THE EXERCISE: Locate "Please pin the archway" in the data below, then output the line it is on and all following lines through the last, word for word. Skip any pictures.

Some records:
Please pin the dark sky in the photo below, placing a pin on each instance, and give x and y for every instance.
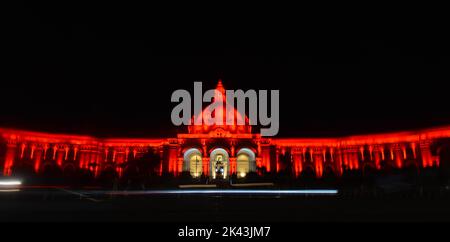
(111, 72)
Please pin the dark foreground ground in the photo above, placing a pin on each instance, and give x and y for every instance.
(57, 204)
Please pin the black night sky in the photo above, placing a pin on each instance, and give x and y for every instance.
(111, 72)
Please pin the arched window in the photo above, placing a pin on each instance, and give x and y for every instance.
(193, 162)
(245, 162)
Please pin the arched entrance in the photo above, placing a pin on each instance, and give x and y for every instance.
(245, 162)
(220, 165)
(193, 162)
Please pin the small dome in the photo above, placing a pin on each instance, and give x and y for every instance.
(227, 111)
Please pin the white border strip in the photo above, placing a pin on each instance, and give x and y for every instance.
(10, 183)
(232, 191)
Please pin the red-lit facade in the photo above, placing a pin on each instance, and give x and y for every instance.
(238, 149)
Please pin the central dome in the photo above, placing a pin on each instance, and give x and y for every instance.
(226, 111)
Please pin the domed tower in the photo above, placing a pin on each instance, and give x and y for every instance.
(237, 123)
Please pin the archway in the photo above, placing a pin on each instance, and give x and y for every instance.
(245, 162)
(193, 162)
(220, 166)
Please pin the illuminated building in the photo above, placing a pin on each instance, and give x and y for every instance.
(220, 151)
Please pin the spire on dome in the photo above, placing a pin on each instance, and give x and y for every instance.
(220, 87)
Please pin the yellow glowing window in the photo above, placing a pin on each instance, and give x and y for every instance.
(196, 165)
(243, 165)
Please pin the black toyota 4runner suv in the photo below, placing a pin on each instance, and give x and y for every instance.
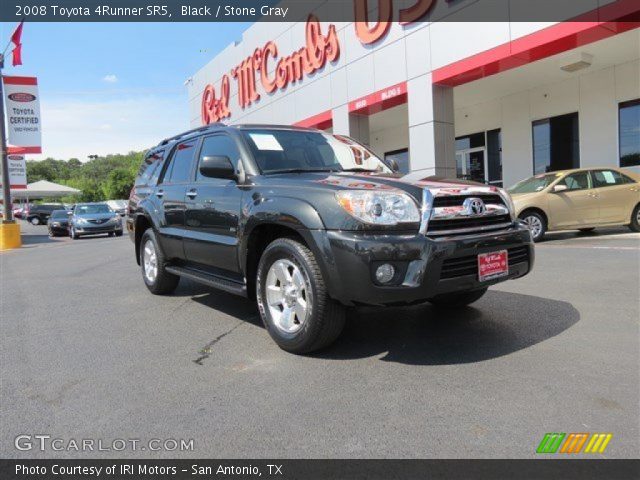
(308, 223)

EXERCISE OUTPUT:
Please pin the archway in the photo above, placing a pin on each instance, and give x and y for every instance.
(245, 162)
(193, 162)
(220, 166)
Please pin the illuminated building in the photo above, placing a pin on each instance, and give x and y for every instance.
(220, 151)
Please pin the spire on dome in the photo above, placing a pin on each instance, and give x and y for every instance.
(220, 87)
Please pin the yellow glowing window in the photo above, placing a pin on each instance, and give x and y for every instance.
(196, 165)
(243, 165)
Please pin the black toyota 4runner suv in the photo below, placing a pin on each instance, and give x and y for every instance.
(308, 223)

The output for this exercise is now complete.